Records held in a dataset:
=======
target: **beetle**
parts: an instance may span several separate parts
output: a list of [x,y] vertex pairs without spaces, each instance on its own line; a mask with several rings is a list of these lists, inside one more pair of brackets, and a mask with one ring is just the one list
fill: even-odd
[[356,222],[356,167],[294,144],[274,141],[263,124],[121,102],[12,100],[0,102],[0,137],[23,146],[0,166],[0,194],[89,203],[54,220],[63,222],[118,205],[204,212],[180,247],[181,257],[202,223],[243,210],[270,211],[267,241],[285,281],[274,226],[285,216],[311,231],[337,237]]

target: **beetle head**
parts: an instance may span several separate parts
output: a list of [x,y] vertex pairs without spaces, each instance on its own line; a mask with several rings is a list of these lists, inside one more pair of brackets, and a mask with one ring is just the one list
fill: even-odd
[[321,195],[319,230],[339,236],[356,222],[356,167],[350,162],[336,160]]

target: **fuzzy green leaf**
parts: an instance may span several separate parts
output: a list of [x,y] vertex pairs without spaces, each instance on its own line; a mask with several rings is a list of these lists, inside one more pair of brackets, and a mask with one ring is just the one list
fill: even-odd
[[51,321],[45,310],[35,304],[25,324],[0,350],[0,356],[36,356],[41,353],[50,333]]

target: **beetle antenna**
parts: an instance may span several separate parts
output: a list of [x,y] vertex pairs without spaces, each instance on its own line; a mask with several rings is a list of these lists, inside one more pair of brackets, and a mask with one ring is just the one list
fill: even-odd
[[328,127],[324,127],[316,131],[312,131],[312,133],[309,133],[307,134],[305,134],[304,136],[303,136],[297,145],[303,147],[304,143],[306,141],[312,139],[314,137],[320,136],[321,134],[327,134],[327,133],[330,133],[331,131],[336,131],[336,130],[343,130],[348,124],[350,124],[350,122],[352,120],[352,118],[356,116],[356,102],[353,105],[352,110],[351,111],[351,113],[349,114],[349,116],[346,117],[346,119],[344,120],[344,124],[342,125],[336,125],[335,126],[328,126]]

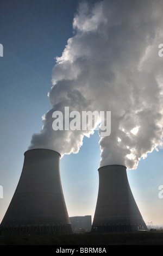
=======
TASK DESCRIPTION: Convert the lines above into a numbered list, omitting blank lines. Leave any pictures out of the answer.

CORRECT RESPONSE:
1. target: **beetle**
2. parts: an instance may span several separate parts
3. output: a list of [x,y] vertex pairs without spaces, each instance on its own line; a mask with several rings is a list of these lists, inside one more pair of brackets, and a mask with one ring is just the one list
4. fill: even-odd
5. [[356,222],[356,167],[294,144],[274,141],[263,124],[121,102],[12,100],[0,102],[0,137],[23,146],[0,166],[0,194],[89,203],[54,220],[63,222],[118,205],[204,212],[180,247],[181,257],[202,223],[243,210],[270,211],[267,241],[285,281],[274,226],[285,216],[311,231],[337,237]]
6. target: **beetle head**
7. parts: an instance may span several separate parts
8. output: a list of [x,y] vertex pairs without spaces, each instance on its own line; a mask with several rings is a list of these lists, inside one more pair of brackets, and a mask with one ring is just the one list
9. fill: even-odd
10. [[321,195],[319,230],[339,236],[356,222],[356,167],[350,162],[336,160]]
11. target: **fuzzy green leaf**
12. parts: an instance may span several separate parts
13. output: a list of [x,y] vertex pairs without spaces, each instance on its own line; a mask with several rings is a list of these lists, inside one more pair of brackets, and a mask with one ring is just the one list
14. fill: even-odd
15. [[51,321],[45,310],[35,304],[25,324],[0,350],[0,356],[36,356],[41,353],[50,333]]
16. target: **beetle antenna**
17. parts: an instance may span several separate parts
18. output: a list of [x,y] vertex pairs without spaces, each instance on its own line; a mask with several rings is a list of these lists, inside one more pair of brackets, and a mask with one ring is just the one list
19. fill: even-odd
20. [[328,127],[324,127],[316,131],[312,131],[312,133],[309,133],[307,134],[305,134],[304,136],[303,136],[297,145],[303,147],[304,143],[306,141],[312,139],[314,137],[320,136],[321,134],[327,134],[327,133],[330,133],[331,131],[336,131],[336,130],[343,130],[348,124],[350,124],[350,122],[352,120],[352,118],[356,116],[356,102],[353,105],[352,110],[351,111],[351,113],[349,114],[349,116],[346,117],[346,119],[344,120],[344,124],[342,125],[336,125],[335,126],[328,126]]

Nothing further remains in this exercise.